▶ Entries for bounding box labeling
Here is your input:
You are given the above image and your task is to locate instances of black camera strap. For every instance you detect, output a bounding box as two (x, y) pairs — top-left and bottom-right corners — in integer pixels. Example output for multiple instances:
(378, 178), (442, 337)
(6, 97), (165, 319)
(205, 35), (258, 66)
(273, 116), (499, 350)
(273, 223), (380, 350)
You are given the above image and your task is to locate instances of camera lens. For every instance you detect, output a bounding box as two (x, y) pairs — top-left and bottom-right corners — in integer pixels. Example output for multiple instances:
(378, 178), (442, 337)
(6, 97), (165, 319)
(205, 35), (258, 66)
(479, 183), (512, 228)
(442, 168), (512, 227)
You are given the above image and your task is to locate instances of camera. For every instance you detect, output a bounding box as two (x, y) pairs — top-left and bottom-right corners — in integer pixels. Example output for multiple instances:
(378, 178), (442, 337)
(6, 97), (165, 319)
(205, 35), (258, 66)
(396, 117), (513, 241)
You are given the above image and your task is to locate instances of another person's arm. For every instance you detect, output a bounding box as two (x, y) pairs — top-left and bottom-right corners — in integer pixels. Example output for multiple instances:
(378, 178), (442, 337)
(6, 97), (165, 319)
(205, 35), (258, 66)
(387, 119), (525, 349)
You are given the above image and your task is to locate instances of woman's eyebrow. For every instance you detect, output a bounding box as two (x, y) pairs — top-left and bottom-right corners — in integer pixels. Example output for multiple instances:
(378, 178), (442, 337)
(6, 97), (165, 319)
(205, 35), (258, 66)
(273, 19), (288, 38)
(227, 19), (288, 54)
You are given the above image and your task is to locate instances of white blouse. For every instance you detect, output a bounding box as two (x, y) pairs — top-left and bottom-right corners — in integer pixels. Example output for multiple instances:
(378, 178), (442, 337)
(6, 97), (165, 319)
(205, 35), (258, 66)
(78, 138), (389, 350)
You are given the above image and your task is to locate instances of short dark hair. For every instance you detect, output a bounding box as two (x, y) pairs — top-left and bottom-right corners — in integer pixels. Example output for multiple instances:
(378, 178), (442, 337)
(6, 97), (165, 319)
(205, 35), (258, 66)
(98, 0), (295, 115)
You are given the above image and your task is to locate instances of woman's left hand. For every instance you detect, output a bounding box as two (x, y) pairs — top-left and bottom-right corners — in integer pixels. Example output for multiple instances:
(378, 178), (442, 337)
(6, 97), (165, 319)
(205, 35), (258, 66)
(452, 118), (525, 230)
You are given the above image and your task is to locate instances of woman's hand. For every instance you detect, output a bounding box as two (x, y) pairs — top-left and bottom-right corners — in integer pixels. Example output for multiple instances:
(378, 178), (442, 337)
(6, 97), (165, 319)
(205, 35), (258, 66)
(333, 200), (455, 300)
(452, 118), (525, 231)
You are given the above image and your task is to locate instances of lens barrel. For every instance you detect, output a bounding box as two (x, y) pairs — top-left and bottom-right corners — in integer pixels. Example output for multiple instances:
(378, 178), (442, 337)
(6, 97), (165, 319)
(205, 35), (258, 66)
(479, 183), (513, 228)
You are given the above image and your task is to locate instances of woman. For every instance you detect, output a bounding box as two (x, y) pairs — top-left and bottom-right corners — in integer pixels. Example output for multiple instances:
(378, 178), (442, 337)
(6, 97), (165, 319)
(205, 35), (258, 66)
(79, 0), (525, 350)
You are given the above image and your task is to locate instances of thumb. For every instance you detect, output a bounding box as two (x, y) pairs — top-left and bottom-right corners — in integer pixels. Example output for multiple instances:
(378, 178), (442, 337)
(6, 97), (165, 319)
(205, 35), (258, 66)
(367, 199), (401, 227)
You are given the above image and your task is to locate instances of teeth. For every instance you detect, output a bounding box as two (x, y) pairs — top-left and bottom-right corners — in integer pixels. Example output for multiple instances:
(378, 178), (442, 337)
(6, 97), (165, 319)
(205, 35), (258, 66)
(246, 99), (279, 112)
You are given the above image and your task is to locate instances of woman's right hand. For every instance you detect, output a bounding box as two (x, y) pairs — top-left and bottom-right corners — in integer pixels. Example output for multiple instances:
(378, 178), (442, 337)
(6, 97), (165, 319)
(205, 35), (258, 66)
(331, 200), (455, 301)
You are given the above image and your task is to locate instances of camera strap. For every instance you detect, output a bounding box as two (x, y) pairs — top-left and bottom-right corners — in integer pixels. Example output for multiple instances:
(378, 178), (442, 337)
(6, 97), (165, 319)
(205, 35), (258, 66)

▶ GIVEN INSTRUCTION
Show each line of the entries above that contains the word "white". Case counts.

▶ CORRECT RESPONSE
You are given the above image and your task is to locate instances of white blouse. For every instance you detect, output a bounding box as two (x, y) pairs — top-left and bottom-right corners — in integer pixels. Example output for multiple instances:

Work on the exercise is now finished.